Greenspan Endorses Man Who Knows Nothing About the Economy

Andrea Mitchell's husband, Alan Greenspan, whose lack of integrity on tax policy has given us mounting debt as far as the eye can see, is endorsing John McCain. The Huffington Post has the story from Reuters and includes Greenspan's growing obliviousness to cause and effect:
There is more than a 50 percent chance the United States could go into recession, former Federal Reserve chairman Alan Greenspan told El Pais newspaper in an interview published on Sunday.

Greenspan, the U.S. Fed chairman from 1987 to 2006, endorsed the Republican presidential candidate....

Republican economics is a failure. The presidency of George W. Bush is a failure. And yet, John McCain, who wishes to continue many of Bush's policies, including more war in Iraq and elsewhere, and who admits he knows nothing about economics, is getting a growing number of endorsements. Our nation is on *TILT* and there is a chance the idiocy will continue.

I mention Andrea Mitchell, a reporter I once respected maybe ten to fifteen years ago, because of a post today by Digby. I'm not a great fan these days of Hillary Clinton but she may have gotten a bum rap this time around on the hospital story. The real story on Hillary is not that she hung on to Mark Penn too long but that she could have easily won the nomination with a more realistic and updated campaign (see this post in Talking Points Memo).

:::

**TASKS**
A – Please answer these questions about the post on Greenspan's endorsement:
(i) What chance did Greenspan give that the United States could go into recession?
(ii) During which years was Greenspan chairman of the U.S. Fed?
(iii) What does the writer say Hillary Clinton could have easily won with a more realistic and updated campaign?
B – From the post on Greenspan's endorsement, extract the passage starting at "Greenspan Endorses Man" and ending at "published on Sunday.".

:::

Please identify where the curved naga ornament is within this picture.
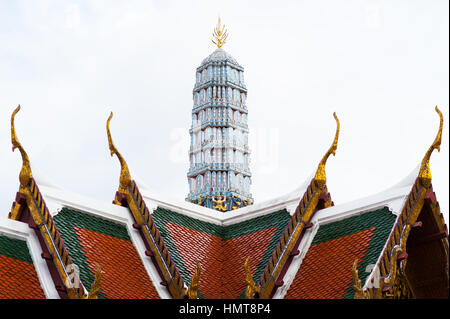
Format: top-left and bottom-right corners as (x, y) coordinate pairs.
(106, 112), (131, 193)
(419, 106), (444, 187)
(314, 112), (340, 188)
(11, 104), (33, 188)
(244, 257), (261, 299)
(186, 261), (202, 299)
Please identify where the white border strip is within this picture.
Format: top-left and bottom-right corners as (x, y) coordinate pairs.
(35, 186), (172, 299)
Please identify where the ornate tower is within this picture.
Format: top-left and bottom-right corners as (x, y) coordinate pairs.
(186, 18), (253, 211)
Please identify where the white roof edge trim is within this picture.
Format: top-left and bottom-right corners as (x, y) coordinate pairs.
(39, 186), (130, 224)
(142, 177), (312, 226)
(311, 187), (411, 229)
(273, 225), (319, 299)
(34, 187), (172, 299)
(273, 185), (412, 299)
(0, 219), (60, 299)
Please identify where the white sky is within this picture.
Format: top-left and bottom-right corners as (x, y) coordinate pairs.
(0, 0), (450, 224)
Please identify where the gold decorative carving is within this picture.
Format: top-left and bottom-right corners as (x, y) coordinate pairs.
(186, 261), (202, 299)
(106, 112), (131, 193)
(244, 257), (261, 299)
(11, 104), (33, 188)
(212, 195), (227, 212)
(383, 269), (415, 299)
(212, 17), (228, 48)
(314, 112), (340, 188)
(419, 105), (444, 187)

:::

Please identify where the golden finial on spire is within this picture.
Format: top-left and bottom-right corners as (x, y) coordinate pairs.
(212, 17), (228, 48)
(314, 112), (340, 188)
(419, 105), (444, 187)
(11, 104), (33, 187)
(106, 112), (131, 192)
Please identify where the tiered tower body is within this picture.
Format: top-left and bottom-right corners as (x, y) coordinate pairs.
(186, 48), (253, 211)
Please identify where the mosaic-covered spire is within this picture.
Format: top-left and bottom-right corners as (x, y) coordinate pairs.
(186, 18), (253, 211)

:::

**TASK RESULTS**
A –
(i) More than a 50 percent chance.
(ii) From 1987 to 2006.
(iii) The nomination.

B –
Greenspan Endorses Man Who Knows Nothing About the Economy

Andrea Mitchell's husband, Alan Greenspan, whose lack of integrity on tax policy has given us mounting debt as far as the eye can see, is endorsing John McCain. The Huffington Post has the story from Reuters and includes Greenspan's growing obliviousness to cause and effect:
There is more than a 50 percent chance the United States could go into recession, former Federal Reserve chairman Alan Greenspan told El Pais newspaper in an interview published on Sunday.